**QUESTIONS ON THE MATERIAL:**
**1.** For the journal entry below, say whether each statement agrees with the text, answering yes or no and quoting the deciding words exactly: (a) The writer bought wine while walking around the wine section at the store. (b) The writer calls themselves a Zin lover. (c) The writer plans to drink the Zin on the desk as the NYE red.
**2.** Repeat the part of the journal entry starting at "Bottle on this" and ending at "could sell it.".

**DOCUMENT PASSAGE:**
▼▼▼

Espresso, nine minutes from three.

Walked around the wine section at store but didn’t buy a thing.  Just looked, imagined I was in the shop, looking for something new and weird to put on the flight for the day.  And just an excuse to taste something different, cool, more musical… searching for new voices in the wine on my shelves.

Kids behind me on stairs playing on some game thing and me with music in one ear shoving aside only a portion of their noise.  Stay in the shop I tell myself.  Imagine I have a trip coming up, that covid never happened.  Weird you have to do that now, imagine that you can go wine tasting, or eat at a fucking restaurant, that you can actually go to work normally and not be confined to your home.  On my trip, out to New York, Florida from there, talking to people about wine, my wine shop and experiences in the industry.  Not speaking to be a “speaker”, or keynote, or expert. I would never allow myself to be so booked, no matter how flattering.  I meet people who collect, or just enjoy.  Some who own restaurants and want ideas for new bottles.  And that’s all I do, offer ideas.

While leaving the store, I imagined going back in their and getting a case of bottles I’ve never tried, or never even heard of, or both.  Lining them up at the shop and tasting with industry friends of several years.  Jesse, Collyn, my sister, Lainy, whoever.

Bottle on this small desk.  The extra Zin Chris gave me.  Not much a Zin guy, certainly not a Zin lover, but I agree with how he works with Zinfandel’s innate personality and quirks.  I’ll have this be my NYE red.  Note in real time whatever I experience.  Already know I’d have it in the shop, even if I didn’t particularly enjoy it, which hasn’t happened to me yet with any of Chris’ wines.  Even if that were the case, it’d have an audience, and I could sell it.

▲▲▲

**SUPPLIED MATERIAL:**
▼▼▼

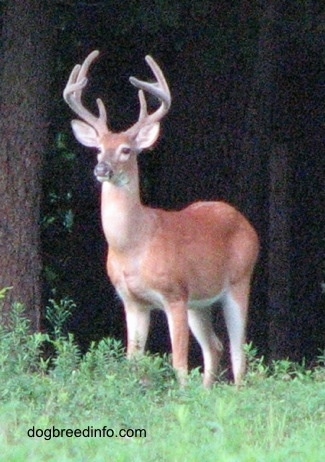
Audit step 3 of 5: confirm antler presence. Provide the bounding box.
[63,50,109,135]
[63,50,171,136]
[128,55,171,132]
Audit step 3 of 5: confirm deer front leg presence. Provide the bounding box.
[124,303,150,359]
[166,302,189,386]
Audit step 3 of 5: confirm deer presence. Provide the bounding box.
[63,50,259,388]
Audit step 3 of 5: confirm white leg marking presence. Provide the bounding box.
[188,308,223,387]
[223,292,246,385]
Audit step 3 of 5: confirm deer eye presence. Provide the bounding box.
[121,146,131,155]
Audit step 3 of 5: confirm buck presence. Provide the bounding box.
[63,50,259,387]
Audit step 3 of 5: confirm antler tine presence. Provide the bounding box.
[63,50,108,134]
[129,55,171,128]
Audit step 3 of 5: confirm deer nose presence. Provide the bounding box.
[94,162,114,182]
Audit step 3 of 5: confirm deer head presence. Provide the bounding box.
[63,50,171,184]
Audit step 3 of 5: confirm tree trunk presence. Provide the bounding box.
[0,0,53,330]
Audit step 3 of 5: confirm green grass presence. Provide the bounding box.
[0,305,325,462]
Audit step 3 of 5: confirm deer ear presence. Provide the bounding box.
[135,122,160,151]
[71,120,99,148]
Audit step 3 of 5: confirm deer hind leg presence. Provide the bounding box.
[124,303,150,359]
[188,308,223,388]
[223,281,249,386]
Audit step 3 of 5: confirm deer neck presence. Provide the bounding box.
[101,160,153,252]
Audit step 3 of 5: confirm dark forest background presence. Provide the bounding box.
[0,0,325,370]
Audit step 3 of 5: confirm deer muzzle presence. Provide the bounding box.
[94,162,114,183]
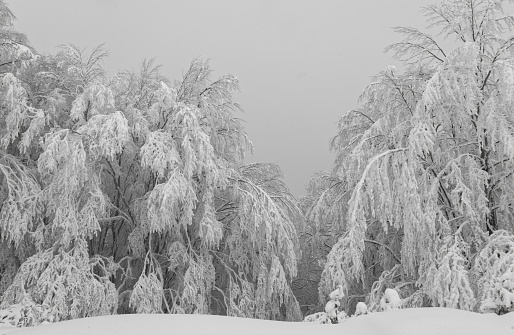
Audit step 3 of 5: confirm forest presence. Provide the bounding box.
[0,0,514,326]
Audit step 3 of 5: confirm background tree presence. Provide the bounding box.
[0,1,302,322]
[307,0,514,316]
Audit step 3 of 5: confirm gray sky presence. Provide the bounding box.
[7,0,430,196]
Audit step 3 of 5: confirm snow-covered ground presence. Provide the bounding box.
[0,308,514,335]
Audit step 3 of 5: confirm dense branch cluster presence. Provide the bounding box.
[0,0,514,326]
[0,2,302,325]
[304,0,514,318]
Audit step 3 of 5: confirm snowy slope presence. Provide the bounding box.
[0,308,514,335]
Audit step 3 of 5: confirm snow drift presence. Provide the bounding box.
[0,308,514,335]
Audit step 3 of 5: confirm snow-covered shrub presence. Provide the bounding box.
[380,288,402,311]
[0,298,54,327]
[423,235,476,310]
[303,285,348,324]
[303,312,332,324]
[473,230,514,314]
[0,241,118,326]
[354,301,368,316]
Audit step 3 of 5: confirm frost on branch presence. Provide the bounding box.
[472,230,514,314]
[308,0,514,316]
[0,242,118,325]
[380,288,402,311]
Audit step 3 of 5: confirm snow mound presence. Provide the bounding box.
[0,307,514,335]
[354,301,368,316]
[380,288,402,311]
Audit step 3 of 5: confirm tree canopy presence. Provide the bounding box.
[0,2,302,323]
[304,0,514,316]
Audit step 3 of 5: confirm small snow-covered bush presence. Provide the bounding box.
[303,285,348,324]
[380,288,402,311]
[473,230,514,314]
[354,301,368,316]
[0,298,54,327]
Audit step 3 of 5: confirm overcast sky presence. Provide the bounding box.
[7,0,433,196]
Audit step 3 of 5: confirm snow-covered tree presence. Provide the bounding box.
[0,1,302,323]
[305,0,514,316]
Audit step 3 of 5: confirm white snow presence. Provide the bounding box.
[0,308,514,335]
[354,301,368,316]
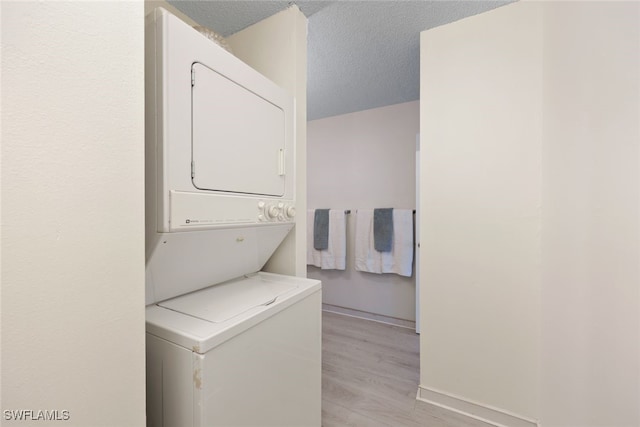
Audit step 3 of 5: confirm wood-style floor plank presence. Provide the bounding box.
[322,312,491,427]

▲▲▲

**RESULTS FOR THE EXERCISE:**
**1.**
(a) No: "didn’t buy a thing"
(b) No: "certainly not a Zin lover"
(c) Yes: "I’ll have this be my NYE red."

**2.**
Bottle on this small desk.  The extra Zin Chris gave me.  Not much a Zin guy, certainly not a Zin lover, but I agree with how he works with Zinfandel’s innate personality and quirks.  I’ll have this be my NYE red.  Note in real time whatever I experience.  Already know I’d have it in the shop, even if I didn’t particularly enjoy it, which hasn’t happened to me yet with any of Chris’ wines.  Even if that were the case, it’d have an audience, and I could sell it.